=== DIRECTIONS FOR THIS TASK ===
Can you copy the listing from the line with "Phrase: blue lanyard" up to and including its final line, keeping the phrase lines as they are and adjusting every coordinate by adding -72 to each number?

•••••

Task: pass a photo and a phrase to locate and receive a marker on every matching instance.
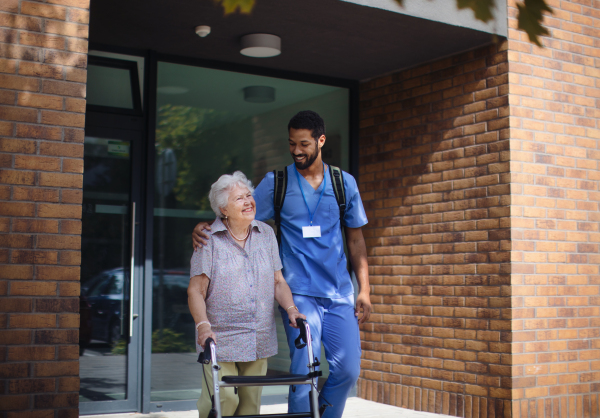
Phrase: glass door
(110, 284)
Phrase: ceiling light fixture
(259, 94)
(202, 31)
(260, 45)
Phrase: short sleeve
(355, 215)
(263, 196)
(275, 259)
(201, 262)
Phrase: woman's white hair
(219, 191)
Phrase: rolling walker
(208, 356)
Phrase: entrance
(110, 273)
(145, 187)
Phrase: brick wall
(434, 177)
(42, 110)
(555, 149)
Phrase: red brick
(39, 132)
(67, 29)
(61, 149)
(43, 10)
(31, 353)
(31, 386)
(15, 337)
(17, 177)
(61, 118)
(41, 163)
(35, 194)
(44, 41)
(40, 70)
(18, 114)
(57, 273)
(57, 368)
(13, 272)
(34, 288)
(59, 180)
(40, 101)
(33, 321)
(17, 209)
(67, 58)
(59, 211)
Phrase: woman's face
(240, 205)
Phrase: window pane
(207, 125)
(109, 87)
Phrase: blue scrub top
(313, 266)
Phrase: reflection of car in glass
(85, 321)
(105, 295)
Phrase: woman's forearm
(196, 296)
(283, 294)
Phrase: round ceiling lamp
(259, 94)
(261, 45)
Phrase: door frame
(145, 122)
(130, 128)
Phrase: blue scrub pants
(333, 323)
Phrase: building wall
(555, 148)
(434, 177)
(42, 110)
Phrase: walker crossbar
(209, 356)
(290, 415)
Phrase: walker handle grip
(205, 356)
(301, 340)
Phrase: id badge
(311, 231)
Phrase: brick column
(434, 179)
(42, 111)
(555, 149)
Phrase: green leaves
(530, 19)
(481, 8)
(231, 6)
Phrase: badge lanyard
(311, 214)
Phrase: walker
(208, 356)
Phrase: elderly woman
(234, 279)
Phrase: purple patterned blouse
(239, 301)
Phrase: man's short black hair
(307, 119)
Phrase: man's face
(304, 148)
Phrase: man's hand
(199, 237)
(363, 301)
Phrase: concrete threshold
(355, 408)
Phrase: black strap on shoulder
(279, 189)
(337, 182)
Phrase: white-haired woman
(234, 279)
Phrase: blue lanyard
(311, 215)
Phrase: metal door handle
(132, 272)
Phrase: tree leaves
(530, 19)
(530, 15)
(231, 6)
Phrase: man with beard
(314, 262)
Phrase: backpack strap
(279, 189)
(337, 182)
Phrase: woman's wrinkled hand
(205, 332)
(295, 314)
(199, 236)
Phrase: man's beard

•••••

=== TASK RESULT ===
Phrase: blue lanyard
(239, 143)
Phrase: metal door handle
(60, 200)
Phrase: tree leaves
(458, -53)
(458, -57)
(159, -66)
Phrase: man with beard
(242, 190)
Phrase: backpack strap
(207, 117)
(265, 110)
Phrase: woman's wrinkled hand
(133, 260)
(223, 242)
(127, 164)
Phrase: man's beard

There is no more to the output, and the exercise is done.